• JOB A: In the entries, starting at the line that contains "task | place a marker on each instance of the deck" and ending at the last line of the entries, replace "sofa" with "couch" and give those lines again with nothing else altered.
--- Start EXCERPT PROVIDED ---
Implementation:Recommenders team Recommenders Spark Evaluation Classes

Knowledge Sources	Recommenders
Domains	Model Evaluation, Recommendation Systems, Distributed Computing
Last Updated	2026-02-10 00:00 GMT

Overview

Concrete tool for computing rating accuracy and ranking quality metrics on Spark DataFrames using the SparkRatingEvaluation and SparkRankingEvaluation classes.

Description

This implementation provides two evaluation classes that wrap PySpark's RegressionMetrics and RankingMetrics with a recommender-system-specific interface. Both classes accept true and predicted rating DataFrames, validate schemas, join the data on user-item pairs, and expose metric methods that compute results distributedly.

SparkRatingEvaluation (Lines 32-166) handles regression-style rating metrics. On initialization, it inner-joins true and predicted DataFrames on user and item columns, casts ratings to doubles, and creates a RegressionMetrics object from the (prediction, label) RDD. Methods .rmse(), .mae(), .rsquared(), and .exp_var() delegate to PySpark's built-in implementations, except for .exp_var() which uses a custom variance-based formula to work around a bug in Spark MLlib's native explained variance.

SparkRankingEvaluation (Lines 169-358) handles ranking metrics. On initialization, it filters predicted ratings to the top-K items per user (or by threshold/timestamp), collects predicted and true item lists per user, and creates a RankingMetrics object. Methods .precision_at_k(), .recall_at_k(), .ndcg_at_k(), .map(), and .map_at_k() delegate to PySpark's RankingMetrics.

Usage

Instantiate one or both classes after generating predictions from a trained model. Pass the ground truth test DataFrame and the predictions DataFrame. Call the metric methods to retrieve individual metric values. Both classes validate that required columns exist and that DataFrames are non-empty, raising descriptive errors on schema mismatches.

Code Reference

Source Location

Repository: recommenders
File: recommenders/evaluation/spark_evaluation.py (Lines 32-358)

Signature

# Rating Evaluation
class SparkRatingEvaluation:
    def __init__(
        self,
        rating_true,        # pyspark.sql.DataFrame
        rating_pred,        # pyspark.sql.DataFrame
        col_user="userID",
        col_item="itemID",
        col_rating="rating",
        col_prediction="prediction",
    ):
        ...

    def rmse(self) -> float: ...
    def mae(self) -> float: ...
    def rsquared(self) -> float: ...
    def exp_var(self) -> float: ...


# Ranking Evaluation
class SparkRankingEvaluation:
    def __init__(
        self,
        rating_true,        # pyspark.sql.DataFrame
        rating_pred,        # pyspark.sql.DataFrame
        k=10,
        relevancy_method="top_k",
        col_user="userID",
        col_item="itemID",
        col_rating="rating",
        col_prediction="prediction",
        threshold=10,
    ):
        ...
--- End EXCERPT PROVIDED ---
• JOB B: Reproduce word for word the part of the Spark evaluation page starting at "SparkRankingEvaluation (Lines 169-358)" and ending at "recommenders/evaluation/spark_evaluation.py (Lines 32-358)".
--- Start DATASET RECORDS ---
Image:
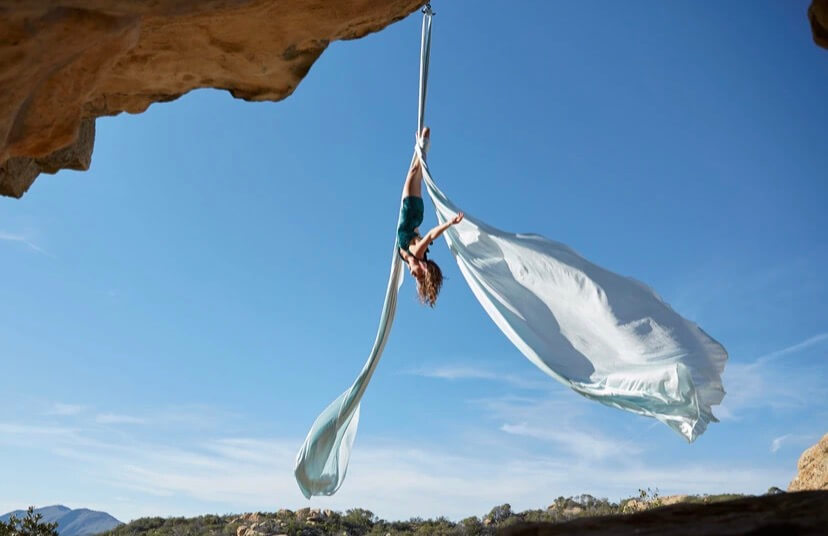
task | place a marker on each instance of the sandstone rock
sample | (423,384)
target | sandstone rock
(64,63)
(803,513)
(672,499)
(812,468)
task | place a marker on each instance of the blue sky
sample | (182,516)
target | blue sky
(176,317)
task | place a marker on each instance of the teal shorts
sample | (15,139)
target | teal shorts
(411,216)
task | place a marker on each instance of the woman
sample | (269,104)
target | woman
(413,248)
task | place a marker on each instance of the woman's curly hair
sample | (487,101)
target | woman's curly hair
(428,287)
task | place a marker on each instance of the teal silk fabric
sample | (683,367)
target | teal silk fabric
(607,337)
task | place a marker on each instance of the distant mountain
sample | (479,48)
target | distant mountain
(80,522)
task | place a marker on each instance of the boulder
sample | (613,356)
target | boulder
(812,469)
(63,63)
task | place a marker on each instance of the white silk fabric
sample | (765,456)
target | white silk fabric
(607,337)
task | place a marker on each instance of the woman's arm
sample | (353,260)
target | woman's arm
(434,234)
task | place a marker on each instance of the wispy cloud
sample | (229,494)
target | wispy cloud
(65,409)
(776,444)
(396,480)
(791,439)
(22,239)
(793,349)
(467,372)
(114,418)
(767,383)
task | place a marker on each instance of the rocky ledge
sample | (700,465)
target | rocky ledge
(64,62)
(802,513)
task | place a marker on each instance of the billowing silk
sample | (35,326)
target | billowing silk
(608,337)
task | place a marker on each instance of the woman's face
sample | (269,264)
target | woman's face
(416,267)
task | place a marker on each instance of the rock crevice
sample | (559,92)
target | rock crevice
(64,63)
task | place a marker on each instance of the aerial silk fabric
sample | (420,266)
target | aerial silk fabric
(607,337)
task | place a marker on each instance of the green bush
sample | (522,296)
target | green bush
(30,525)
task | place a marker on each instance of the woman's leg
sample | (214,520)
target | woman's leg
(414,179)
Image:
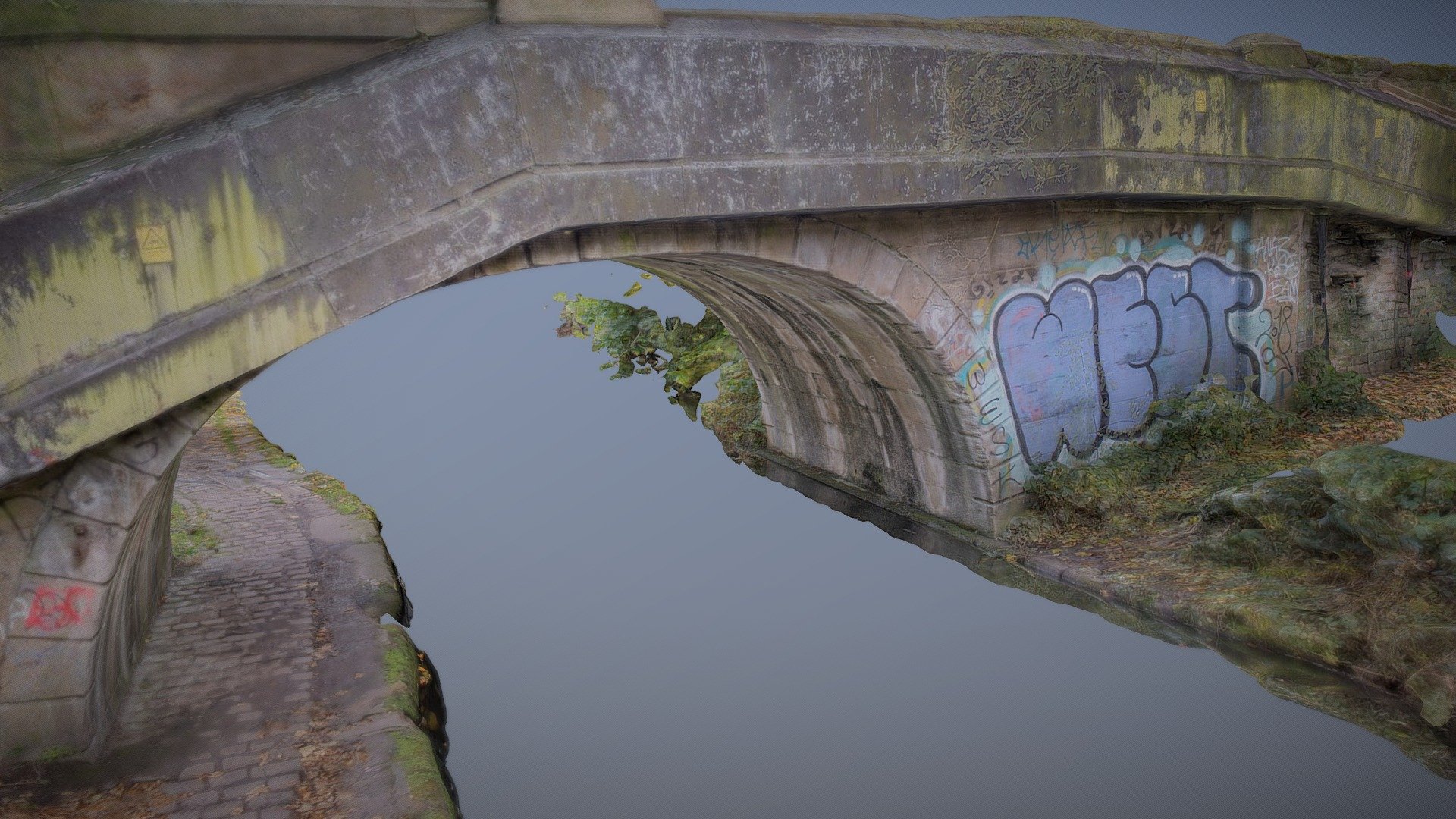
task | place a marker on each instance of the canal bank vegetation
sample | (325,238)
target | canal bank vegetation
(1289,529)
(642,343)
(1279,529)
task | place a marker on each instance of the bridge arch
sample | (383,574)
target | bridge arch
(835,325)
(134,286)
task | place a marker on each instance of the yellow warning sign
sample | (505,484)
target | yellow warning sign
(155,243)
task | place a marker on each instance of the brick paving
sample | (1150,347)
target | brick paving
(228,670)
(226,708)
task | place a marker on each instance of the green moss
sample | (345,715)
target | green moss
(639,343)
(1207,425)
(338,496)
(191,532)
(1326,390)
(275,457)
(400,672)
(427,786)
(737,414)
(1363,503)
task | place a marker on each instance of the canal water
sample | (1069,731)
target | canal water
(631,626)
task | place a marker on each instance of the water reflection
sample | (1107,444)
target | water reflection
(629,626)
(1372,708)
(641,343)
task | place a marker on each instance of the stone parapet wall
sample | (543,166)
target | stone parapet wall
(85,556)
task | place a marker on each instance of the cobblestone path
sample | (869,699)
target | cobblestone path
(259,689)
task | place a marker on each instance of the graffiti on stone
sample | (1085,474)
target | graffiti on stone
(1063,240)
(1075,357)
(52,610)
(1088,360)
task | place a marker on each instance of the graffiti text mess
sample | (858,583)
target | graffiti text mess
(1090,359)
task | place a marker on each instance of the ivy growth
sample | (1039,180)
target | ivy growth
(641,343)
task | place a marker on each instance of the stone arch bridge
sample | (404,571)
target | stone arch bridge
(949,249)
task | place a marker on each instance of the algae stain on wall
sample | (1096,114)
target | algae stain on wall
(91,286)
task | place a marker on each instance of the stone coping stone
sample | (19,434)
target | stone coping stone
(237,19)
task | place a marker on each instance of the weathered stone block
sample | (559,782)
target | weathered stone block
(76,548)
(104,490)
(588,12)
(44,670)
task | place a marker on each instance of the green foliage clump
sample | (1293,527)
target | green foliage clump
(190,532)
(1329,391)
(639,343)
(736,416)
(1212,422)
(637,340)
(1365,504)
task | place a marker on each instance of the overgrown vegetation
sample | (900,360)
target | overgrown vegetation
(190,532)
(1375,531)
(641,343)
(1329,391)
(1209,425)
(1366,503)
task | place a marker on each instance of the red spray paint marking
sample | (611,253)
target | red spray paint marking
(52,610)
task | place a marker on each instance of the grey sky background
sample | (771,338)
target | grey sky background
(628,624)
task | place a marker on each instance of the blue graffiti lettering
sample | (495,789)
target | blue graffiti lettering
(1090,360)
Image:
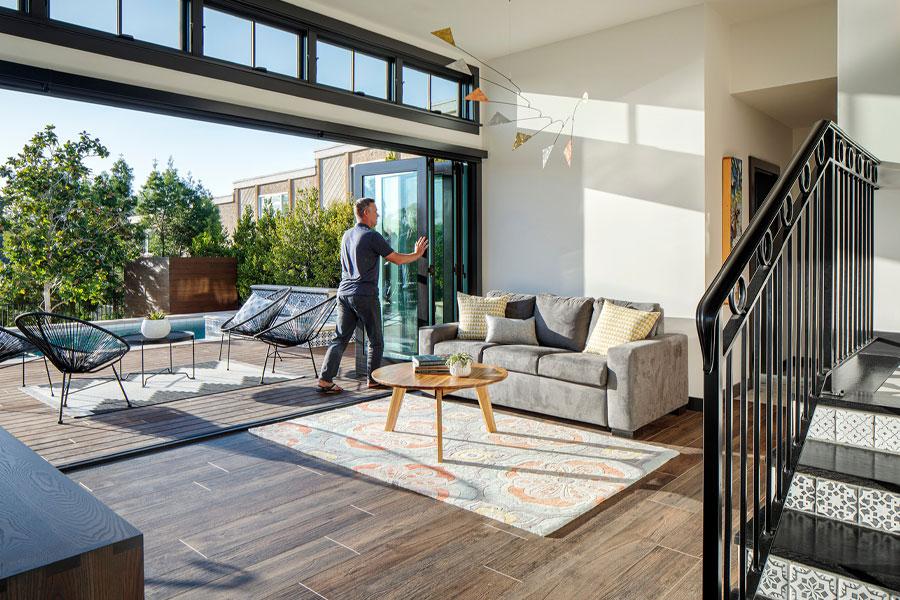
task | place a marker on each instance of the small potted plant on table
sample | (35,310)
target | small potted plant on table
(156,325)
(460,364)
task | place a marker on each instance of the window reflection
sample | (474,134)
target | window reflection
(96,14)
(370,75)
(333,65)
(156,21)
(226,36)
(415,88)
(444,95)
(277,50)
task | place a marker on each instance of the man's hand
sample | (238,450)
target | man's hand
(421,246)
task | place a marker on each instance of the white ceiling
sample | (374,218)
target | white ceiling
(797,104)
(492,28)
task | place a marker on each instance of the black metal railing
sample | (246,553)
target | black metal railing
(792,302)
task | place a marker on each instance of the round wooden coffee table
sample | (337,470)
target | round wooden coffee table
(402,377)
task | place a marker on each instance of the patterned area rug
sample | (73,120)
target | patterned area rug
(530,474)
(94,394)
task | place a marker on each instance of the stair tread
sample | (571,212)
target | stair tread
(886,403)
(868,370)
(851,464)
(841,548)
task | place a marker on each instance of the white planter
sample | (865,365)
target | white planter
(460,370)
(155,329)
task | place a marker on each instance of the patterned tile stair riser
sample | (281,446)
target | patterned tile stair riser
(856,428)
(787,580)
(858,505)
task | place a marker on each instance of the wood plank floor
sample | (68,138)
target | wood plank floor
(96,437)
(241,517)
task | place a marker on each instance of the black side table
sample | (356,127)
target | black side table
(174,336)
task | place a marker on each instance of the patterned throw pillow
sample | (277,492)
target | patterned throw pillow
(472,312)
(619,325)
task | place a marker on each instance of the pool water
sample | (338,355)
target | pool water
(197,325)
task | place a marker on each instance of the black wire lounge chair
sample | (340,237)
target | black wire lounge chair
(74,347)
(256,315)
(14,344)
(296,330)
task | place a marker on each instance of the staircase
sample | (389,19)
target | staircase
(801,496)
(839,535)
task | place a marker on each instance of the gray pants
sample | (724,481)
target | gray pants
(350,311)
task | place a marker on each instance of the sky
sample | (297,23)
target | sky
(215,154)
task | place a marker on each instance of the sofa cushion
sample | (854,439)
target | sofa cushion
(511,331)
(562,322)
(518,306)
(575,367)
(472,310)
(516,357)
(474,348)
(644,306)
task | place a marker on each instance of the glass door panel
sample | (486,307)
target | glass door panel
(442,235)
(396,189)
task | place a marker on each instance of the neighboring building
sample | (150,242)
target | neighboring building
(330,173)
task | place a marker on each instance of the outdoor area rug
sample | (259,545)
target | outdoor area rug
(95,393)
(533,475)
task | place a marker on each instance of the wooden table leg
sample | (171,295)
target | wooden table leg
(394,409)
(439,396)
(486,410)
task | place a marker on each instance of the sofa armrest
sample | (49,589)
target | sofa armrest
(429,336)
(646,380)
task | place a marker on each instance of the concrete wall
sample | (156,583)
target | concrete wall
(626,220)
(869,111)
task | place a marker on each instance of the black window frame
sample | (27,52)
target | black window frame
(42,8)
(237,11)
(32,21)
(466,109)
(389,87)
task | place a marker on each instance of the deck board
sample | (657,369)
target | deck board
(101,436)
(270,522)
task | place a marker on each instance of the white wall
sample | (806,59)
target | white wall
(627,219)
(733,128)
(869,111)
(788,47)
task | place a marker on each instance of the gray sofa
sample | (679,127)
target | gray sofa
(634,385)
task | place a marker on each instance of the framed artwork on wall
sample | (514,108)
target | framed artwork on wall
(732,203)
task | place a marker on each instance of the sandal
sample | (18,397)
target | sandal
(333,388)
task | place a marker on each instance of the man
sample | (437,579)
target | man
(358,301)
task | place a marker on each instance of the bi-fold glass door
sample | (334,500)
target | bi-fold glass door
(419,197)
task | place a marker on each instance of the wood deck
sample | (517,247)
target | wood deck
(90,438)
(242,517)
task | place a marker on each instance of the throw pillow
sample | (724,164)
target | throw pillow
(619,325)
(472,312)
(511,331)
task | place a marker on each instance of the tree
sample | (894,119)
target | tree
--- End DATASET RECORDS ---
• CORRECT OUTPUT A:
task | place a marker on each instance of the deck board
sample | (657,369)
target | deck board
(101,436)
(270,522)
task | place a marker on each instance of the white wall
sample | (806,59)
target | white wall
(627,219)
(733,128)
(869,111)
(788,47)
task | place a marker on each instance of the gray couch
sample | (679,127)
target | gray couch
(634,385)
task | place a marker on each instance of the framed artwork on wall
sample | (514,108)
target | framed artwork on wall
(732,203)
task | place a marker on each instance of the sandal
sample | (18,397)
target | sandal
(333,388)
task | place a marker on each instance of the man
sample | (437,579)
target | man
(358,301)
task | place a marker on each instance of the bi-fold glass door
sample | (334,500)
target | bi-fold glass door
(419,197)
task | place a marker on each instance of the wood deck
sample | (517,247)
target | wood deck
(90,438)
(242,517)
task | place a marker on each instance of the throw pillow
sample | (724,164)
target | throw pillow
(619,325)
(472,312)
(511,331)
task | place a marker on each instance of the tree
sample | (894,119)
target | tree

• CORRECT OUTPUT B:
SparkRankingEvaluation (Lines 169-358) handles ranking metrics. On initialization, it filters predicted ratings to the top-K items per user (or by threshold/timestamp), collects predicted and true item lists per user, and creates a RankingMetrics object. Methods .precision_at_k(), .recall_at_k(), .ndcg_at_k(), .map(), and .map_at_k() delegate to PySpark's RankingMetrics.

Usage

Instantiate one or both classes after generating predictions from a trained model. Pass the ground truth test DataFrame and the predictions DataFrame. Call the metric methods to retrieve individual metric values. Both classes validate that required columns exist and that DataFrames are non-empty, raising descriptive errors on schema mismatches.

Code Reference

Source Location

Repository: recommenders
File: recommenders/evaluation/spark_evaluation.py (Lines 32-358)